▶ [Task item]:
Repeat the data below exactly. Include each line.

▶ [Natural language region descriptions]:
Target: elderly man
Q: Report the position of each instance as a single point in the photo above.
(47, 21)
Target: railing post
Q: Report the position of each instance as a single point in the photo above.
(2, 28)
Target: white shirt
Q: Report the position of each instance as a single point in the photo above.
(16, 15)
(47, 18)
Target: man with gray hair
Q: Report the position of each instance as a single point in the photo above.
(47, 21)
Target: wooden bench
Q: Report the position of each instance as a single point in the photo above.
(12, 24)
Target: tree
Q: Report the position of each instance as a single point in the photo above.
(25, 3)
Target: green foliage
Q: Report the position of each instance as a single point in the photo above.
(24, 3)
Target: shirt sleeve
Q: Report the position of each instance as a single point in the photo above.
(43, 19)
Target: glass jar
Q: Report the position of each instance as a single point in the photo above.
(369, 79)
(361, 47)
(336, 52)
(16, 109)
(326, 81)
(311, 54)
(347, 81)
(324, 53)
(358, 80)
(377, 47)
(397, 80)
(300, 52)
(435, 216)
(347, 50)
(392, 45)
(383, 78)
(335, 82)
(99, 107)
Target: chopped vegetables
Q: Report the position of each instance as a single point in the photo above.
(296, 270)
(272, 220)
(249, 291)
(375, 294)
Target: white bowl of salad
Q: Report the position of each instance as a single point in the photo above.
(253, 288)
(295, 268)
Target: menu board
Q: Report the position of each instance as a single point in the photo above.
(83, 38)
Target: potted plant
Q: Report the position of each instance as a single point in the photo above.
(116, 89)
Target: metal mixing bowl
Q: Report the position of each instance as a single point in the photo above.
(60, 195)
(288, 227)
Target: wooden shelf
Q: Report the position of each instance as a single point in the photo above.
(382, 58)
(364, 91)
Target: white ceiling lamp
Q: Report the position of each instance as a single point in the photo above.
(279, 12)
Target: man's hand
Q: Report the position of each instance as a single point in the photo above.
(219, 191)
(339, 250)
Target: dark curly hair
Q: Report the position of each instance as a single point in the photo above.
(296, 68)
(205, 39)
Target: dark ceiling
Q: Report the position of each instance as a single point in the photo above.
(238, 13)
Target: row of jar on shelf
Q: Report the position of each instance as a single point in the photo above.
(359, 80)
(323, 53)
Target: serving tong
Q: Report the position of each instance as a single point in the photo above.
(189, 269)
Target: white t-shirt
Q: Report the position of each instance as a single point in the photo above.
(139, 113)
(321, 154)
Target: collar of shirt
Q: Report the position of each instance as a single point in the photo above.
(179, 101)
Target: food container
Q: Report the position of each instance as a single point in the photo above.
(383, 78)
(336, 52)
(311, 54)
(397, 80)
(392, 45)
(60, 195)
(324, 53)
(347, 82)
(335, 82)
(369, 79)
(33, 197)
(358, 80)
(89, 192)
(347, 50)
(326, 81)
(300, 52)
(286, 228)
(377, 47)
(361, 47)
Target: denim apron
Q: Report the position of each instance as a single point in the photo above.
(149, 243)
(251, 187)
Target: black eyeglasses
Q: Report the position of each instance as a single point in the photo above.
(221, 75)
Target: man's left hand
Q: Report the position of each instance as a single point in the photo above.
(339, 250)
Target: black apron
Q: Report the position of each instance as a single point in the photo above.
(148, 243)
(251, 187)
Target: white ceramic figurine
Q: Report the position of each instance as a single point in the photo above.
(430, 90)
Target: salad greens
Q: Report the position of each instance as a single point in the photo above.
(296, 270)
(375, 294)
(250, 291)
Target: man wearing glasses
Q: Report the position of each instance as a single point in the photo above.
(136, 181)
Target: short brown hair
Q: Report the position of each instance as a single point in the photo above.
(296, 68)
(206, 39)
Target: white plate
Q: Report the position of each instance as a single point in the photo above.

▶ [Result for this exercise]:
Target: elderly man
Q: Report the position of each instance as a single point in the photo above.
(47, 21)
Target: railing post
Q: Report the position of each instance as a single point in the photo above.
(2, 28)
Target: white shirt
Q: Report the position of each instance as a single point in the photo above.
(16, 15)
(47, 18)
Target: man with gray hair
Q: Report the position of each instance as a single point in the photo above.
(47, 21)
Target: wooden bench
Q: Report the position of each instance as a single point in the photo above.
(12, 24)
Target: tree
Q: Report the position of each instance as a single point in the photo above.
(25, 3)
Target: green foliage
Q: Report the position of each instance as a single point in the photo above.
(24, 3)
Target: shirt sleeve
Q: Report the position of each instance as a single point in the photo above.
(43, 19)
Target: glass jar
Q: Report the position of each instance as a single point in the photo above.
(369, 79)
(361, 47)
(336, 52)
(16, 109)
(326, 81)
(311, 54)
(347, 81)
(324, 53)
(358, 80)
(377, 47)
(397, 80)
(300, 52)
(435, 216)
(347, 50)
(392, 45)
(383, 78)
(335, 82)
(99, 107)
Target: chopped vegetables
Q: Report the position of each instance as a single point in the photo above.
(296, 270)
(272, 220)
(249, 291)
(375, 294)
Target: white bowl of salad
Q: Report the position of each instance as a single point in the photo above.
(253, 288)
(295, 268)
Target: menu board
Q: Report the position of each instance as a single point in the photo above.
(83, 38)
Target: potted plant
Q: Report the position of each instance as a single point in the photo above.
(116, 89)
Target: metal mixing bowl
Q: Report the position of each instance as a single point in the photo above.
(60, 195)
(288, 227)
Target: wooden shelf
Q: Report the position of each instance as a single point in the photo above.
(382, 58)
(364, 91)
Target: white ceiling lamp
Q: Report the position of each instance as a single point in the photo above.
(279, 12)
Target: man's hand
Q: Report the position of each instance as a single point in the photo above.
(219, 191)
(339, 250)
Target: dark curly hair
Q: Report the position of each instance as a single point in the photo above.
(296, 68)
(205, 39)
Target: dark ceiling
Q: Report the position of each instance as a single point in the photo above.
(238, 13)
Target: row of jar on shelf
Q: Report the position of each instance as a single point in the photo above.
(359, 80)
(323, 53)
Target: serving tong
Q: Report the position of each instance as a single point in the photo above.
(189, 269)
Target: white t-shirt
Q: Report the position of each instance as a single point in the photo above.
(139, 113)
(321, 154)
Target: collar of shirt
Q: Report the position of each instance as a single point in the photo above.
(179, 101)
Target: food container
Q: Report the position of each instance as a single point in the photo above.
(383, 78)
(336, 52)
(311, 54)
(397, 80)
(392, 45)
(60, 195)
(324, 53)
(347, 82)
(335, 82)
(369, 79)
(33, 197)
(358, 80)
(89, 192)
(347, 50)
(326, 81)
(300, 52)
(286, 228)
(377, 47)
(361, 47)
Target: denim apron
Q: Report the position of each instance as a single point in the photo above.
(149, 243)
(251, 187)
Target: black eyeglasses
Q: Report the position of each instance as a single point in the photo above.
(221, 75)
Target: man's left hand
Q: Report the position of each instance as a single point in the photo above.
(339, 250)
Target: black apron
Q: Report the position of each instance as a single point in the photo above.
(148, 243)
(251, 187)
Target: white ceramic figurine
Q: Report the position of each instance as a single point in the photo above.
(430, 90)
Target: salad greens
Q: Report the position of each instance as a single point in the photo above.
(296, 270)
(375, 294)
(250, 291)
Target: man wearing glasses
Q: Report the position of each instance as a single point in the photo above.
(136, 181)
Target: short brown hair
Q: Report the position of each instance as a single point in the photo above.
(296, 68)
(206, 39)
Target: white plate
Q: Report the position of each instance as a single point in the photo above.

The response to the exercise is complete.